SUPPLIED RECORDS
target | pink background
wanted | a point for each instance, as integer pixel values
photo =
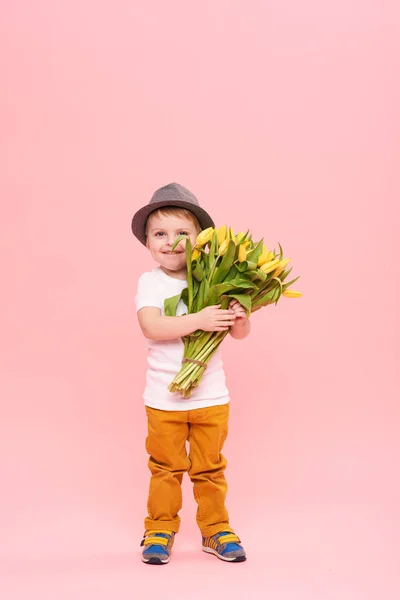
(282, 116)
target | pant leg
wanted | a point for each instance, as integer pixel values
(207, 433)
(165, 443)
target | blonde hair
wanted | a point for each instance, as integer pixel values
(174, 211)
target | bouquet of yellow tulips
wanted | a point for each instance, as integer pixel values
(223, 267)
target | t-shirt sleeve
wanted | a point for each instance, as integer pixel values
(148, 292)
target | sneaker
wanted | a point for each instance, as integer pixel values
(225, 545)
(157, 547)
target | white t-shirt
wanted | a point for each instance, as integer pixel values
(165, 357)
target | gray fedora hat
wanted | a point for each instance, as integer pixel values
(172, 194)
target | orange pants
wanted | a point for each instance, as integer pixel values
(206, 430)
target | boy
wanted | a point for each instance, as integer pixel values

TASK PROMPT
Give the entries again exactly. Pictures stay out.

OUTPUT FOR THIS EXERCISE
target | pink background
wanted | a point for each instance, as integer pixel values
photo =
(282, 116)
target | pant leg
wanted | a point for each instance, as integer pixel values
(207, 433)
(165, 443)
target | blonde hair
wanted | a point for each instance, as integer pixel values
(174, 211)
target | bouquet of yellow tulips
wanted | a point for each instance, as integer pixel values
(223, 267)
target | t-shirt sleeve
wanted | a point for each instance, as integer pixel values
(148, 292)
target | sneaker
wanted | a point for each instance, as integer pixel values
(225, 545)
(157, 547)
target | white t-shirt
wanted | a point for each instance, as integer pixel values
(165, 357)
target | gray fedora hat
wanted | a point for each instance, as integer pixel values
(172, 194)
target | orange pants
wanted | a point for each instance, as integer pixel values
(206, 430)
target | boy
wanted | a point for each instance, as integer pixel values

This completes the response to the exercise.